§ À faire
**A.** Veuillez imprimer tout le passage de l'article sur Germaine Acogny, depuis « À un endroit du début blesse, à » jusqu'à « les premières répliques. ».
**B.** D'après l'article sur Germaine Acogny, qui a dirigé son travail dans À un endroit du début ?
**C.** Résumez l'article sur Germaine Acogny en deux phrases.

Membra disjecta

BiennaleFigure de référence de la danse africaine, récompensée par le Lion d’or à la Biennale de Venise 2021, ancienne assistante de Maurice Béjart, marraine de la 19e Biennale de la danse, Germaine Acogny se livre dans À un endroit du début à un solo poignant évoquant le lien indissoluble entre art et vie.

« Je m’appelle Germaine Marie Pentecôte Salimata Acogny ». Cette déclaration, édictée avec force et fierté, pose d’emblée le point de repères auquel le public s’accroche, ainsi d’ailleurs que la conteuse, afin de pouvoir se lancer dans la traversée turbulente, périlleuse et fascinante de À un endroit du début. La pièce ne se limite pas à raconter une vie, celle de la danseuse, mais, complexifiant l’autobiographie, atteint un compactage problématique, au pur sens philosophique du terme. Plusieurs vies s’imbriquent, s’interpolent, se dessoudent les unes dans les autres, à tel point que l’image présentée n’est plus distinctement reconnaissable : elle l’est seulement par la voix, porteuse de vie(s) et de force.

À un endroit du début blesse, à juste titre, notre âme d’occidentocentriques, de bienveillants superficiels s’émouvant devant quelques images troublantes pour finalement s’en débarrasser un peu plus tard afin de retrouver la cursus normal de notre vie. Le travail de Germaine Acogny, magistralement dirigée par Mikaël Serre, marque un point d’arrêt, un coup sourd et douloureux impossible à survoler. Il ne s’agit pas de plonger dans la pièce et dans son mouvement centripète, mais d’être vaincus pas cela, dès les premières répliques.

§ Données fournies
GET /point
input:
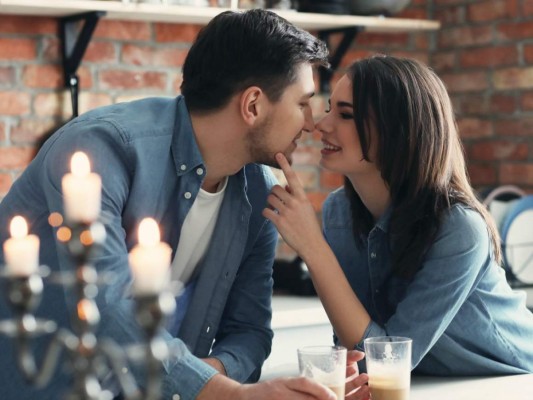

§ Réponses
**A.**
À un endroit du début blesse, à juste titre, notre âme d’occidentocentriques, de bienveillants superficiels s’émouvant devant quelques images troublantes pour finalement s’en débarrasser un peu plus tard afin de retrouver la cursus normal de notre vie. Le travail de Germaine Acogny, magistralement dirigée par Mikaël Serre, marque un point d’arrêt, un coup sourd et douloureux impossible à survoler. Il ne s’agit pas de plonger dans la pièce et dans son mouvement centripète, mais d’être vaincus pas cela, dès les premières répliques.

**B.** Mikaël Serre.

**C.** Germaine Acogny, figure de référence de la danse africaine et Lion d'or à la Biennale de Venise 2021, livre dans À un endroit du début un solo sur le lien indissoluble entre art et vie, où plusieurs vies s'imbriquent au-delà de sa seule autobiographie. Dirigée par Mikaël Serre, la pièce blesse notre âme d'occidentocentriques et marque un coup sourd et douloureux impossible à survoler.